Goal 1:
Answer these from the article on Richard Sorge's reports from Tokyo:
(a) For how many years did Sorge operate in Tokyo?
(b) Who edited the 2000 Russian-language work that the new Japanese book translates?
(c) What code name did Sorge use for Ozaki in his messages?
Goal 2: Carry on the article about Richard Sorge's reports from Tokyo, picking up right after its final sentence.

Page extract:

..........

A Fresh Look at a Legendary Spy: New Japanese Translation of Richard Sorge’s Reports from Tokyo

History Politics

Richard Sorge, one of the greatest spies of the twentieth century, operated in Tokyo for eight years, delivering accurate reports to Moscow warning of Germany’s 1941 attack on the Soviet Union and Japan’s plans to fight in Southeast Asia rather than on the eastern Soviet front. A new Japanese translation of a Russian work unveils valuable source materials—Sorge’s actual reports, finally declassified—shedding new light on this dramatic period in history.

Master Spy, Mistrustful Spymasters

Richard Sorge (1895–1944) was a Soviet spy, whose brilliant espionage in Tokyo in the late 1930s and beginning of the 1940s was often ignored by his masters in Moscow. The fascinating story of this charismatic agent has traditionally been told in Japan largely through the lens of the information extracted from him following his arrest by the Tokyo authorities in 1941.

A new book in Japanese is changing this perspective. Zoruge fairu 1941–1945: Sekigun jōhō honbu kimitsu bunsho (The Sorge Files, 1941–45: Secret Documents from the Soviet Main Intelligence Directorate) is a translation of the 2000 Russian-language work Delo Rikharda Zorge: Neisvestnye Dokumenty, edited by the researcher Andrey Fesyun. This publication finally brought to light many of the actual reports sent by Sorge to the Main Intelligence Directorate, or GRU, and Moscow’s evaluations of his product.

From the get-go, this collection provides startling discoveries. On December 28, 1940, Sorge relayed the following report to Moscow, based on information he had gleaned from German officials in Tokyo:

If the Soviet Union begins to develop activities against German interests, as happened in the Baltic [where Soviet forces had occupied Estonia, Latvia, and Lithuania in June 1940], the Germans could occupy territory on a line from Kharkov through Moscow to Leningrad.

Nazi Germany and the Soviets had signed a nonaggression pact in the previous year, but already Sorge was warning Moscow that Adolf Hitler’s forces could soon be attacking the Soviet Union. GRU officials who read his report added their own notes to it, calling it “doubtful material” but nonetheless something that “should be forwarded to Comrade Stalin for his review.” The spy’s intelligence was in fact reaching the Soviet leadership, although it was not viewed as particularly trustworthy.

Intelligence from a Top-Level Network

Sorge came to Japan in the guise of a journalist writing for a leading German newspaper. He developed a close relationship with the German ambassador to Japan, Eugen Ott, and succeeded in placing the former Asahi Shimbun journalist Ozaki Hotsumi, a member of Prince Konoe Fumimaro’s brain trust, at the lead of his group of Japanese informants, thereby accessing vital information on the inner workings of Japan’s politics.

Sorge’s journalistic skills were more than a cover, and he put them to work in the missives he sent to Moscow, such as this one sent on April 18, 1941, in which he skillfully sketched out a scene relating to the inking of the Soviet-Japanese Neutrality Pact just five days earlier.

Just when Otto [Ozaki’s code name in Sorge’s messages] was paying a visit to Konoe, the prince received a telegram from Foreign Minister Matsuoka [Yōsuke] on the pact with the Soviets. Konoe and all the others assembled there were in great joy at the news of the agreement, and Konoe immediately telephoned Army Minister Tōjō [Hideki] to let him know what had transpired. Tōjō did not appear to be particularly surprised by the news; nor was he elated or angered by it . . .

..........

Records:
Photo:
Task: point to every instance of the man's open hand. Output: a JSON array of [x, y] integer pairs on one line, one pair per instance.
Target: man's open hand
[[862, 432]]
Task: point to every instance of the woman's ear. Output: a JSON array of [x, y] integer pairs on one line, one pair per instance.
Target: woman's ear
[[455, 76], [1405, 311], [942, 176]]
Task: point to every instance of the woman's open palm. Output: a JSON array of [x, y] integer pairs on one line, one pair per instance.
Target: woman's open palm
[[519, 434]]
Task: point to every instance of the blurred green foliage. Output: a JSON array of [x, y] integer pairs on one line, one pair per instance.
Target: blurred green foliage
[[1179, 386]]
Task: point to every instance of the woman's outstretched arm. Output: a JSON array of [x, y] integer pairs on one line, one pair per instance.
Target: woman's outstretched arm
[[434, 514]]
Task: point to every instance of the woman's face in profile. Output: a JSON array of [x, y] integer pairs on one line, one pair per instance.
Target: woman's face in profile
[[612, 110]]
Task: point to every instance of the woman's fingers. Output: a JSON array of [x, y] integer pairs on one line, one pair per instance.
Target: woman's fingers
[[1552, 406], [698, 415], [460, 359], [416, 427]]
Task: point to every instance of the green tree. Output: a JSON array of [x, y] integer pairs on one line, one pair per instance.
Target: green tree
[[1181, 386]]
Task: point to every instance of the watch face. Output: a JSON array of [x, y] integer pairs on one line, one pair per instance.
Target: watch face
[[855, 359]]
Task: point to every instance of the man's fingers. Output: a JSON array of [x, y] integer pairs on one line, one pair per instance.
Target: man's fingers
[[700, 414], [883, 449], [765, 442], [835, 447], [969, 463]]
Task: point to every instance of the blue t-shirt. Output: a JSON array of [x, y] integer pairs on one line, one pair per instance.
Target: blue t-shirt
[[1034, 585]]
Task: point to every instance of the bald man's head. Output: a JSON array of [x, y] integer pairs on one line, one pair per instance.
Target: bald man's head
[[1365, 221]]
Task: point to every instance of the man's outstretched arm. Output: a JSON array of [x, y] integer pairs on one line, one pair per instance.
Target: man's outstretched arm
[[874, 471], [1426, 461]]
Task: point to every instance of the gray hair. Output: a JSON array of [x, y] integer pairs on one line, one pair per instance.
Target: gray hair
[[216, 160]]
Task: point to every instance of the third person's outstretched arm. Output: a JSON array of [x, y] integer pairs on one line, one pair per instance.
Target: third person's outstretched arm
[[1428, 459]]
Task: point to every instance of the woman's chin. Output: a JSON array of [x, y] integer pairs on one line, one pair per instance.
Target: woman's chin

..........

Exercise output 1:
(a) Eight years.
(b) Andrey Fesyun.
(c) Otto.

Exercise output 2:
On May 30 of the same year, regarding the possibility of a German attack on the Soviet Union, Sorge filed a highly specific report covering his take on the German ambassador: “Berlin has informed Ott that the German invasion will begin in the latter half of June. Ott is 95% certain that war will break out.” Sorge followed this up with further warnings, but they were ignored by Moscow, which placed them in the category of unreliable reports. On June 22, though, when the Germans began Operation Barbarossa, the Soviets were plunged into chaos.

Once the war began with the Nazis, a primary Soviet concern was whether the Japanese would enter the conflict on the side of their German allies. Hitler was hopeful that Japan would step onto the battlefield against the Soviets, but Sorge had already perceived that this was not in the cards. As he wrote in an August 23, 1941, cable to Moscow, “Many Japanese soldiers are being issued short trousers—tropical uniforms, in other words—which suggests they are likely to be dispatched to the southern theater,” rather than to a northern front against USSR troops.

An Arrest that Changed the Course of the War

Just two months after this, though, Sorge found himself behind bars in Japan. The GRU operatives in the Soviet diplomatic mission in Tokyo filed a series of frantic, conflicting reports, claiming that “INSON [Sorge’s code name] is said to have committed suicide by pistol in a Japanese detention house, and it should be considered that he was shot to death in the course of interrogation,” followed by “No, he is still alive, and he and his team have been sentenced to life imprisonment for espionage for the Soviet Union.” In reality, the spy was still alive. It was in 1943, eight decades ago, that he was sentenced to death; in November 1944, along with Ozaki Hotsumi, he was executed in Tokyo’s Sugamo Prison.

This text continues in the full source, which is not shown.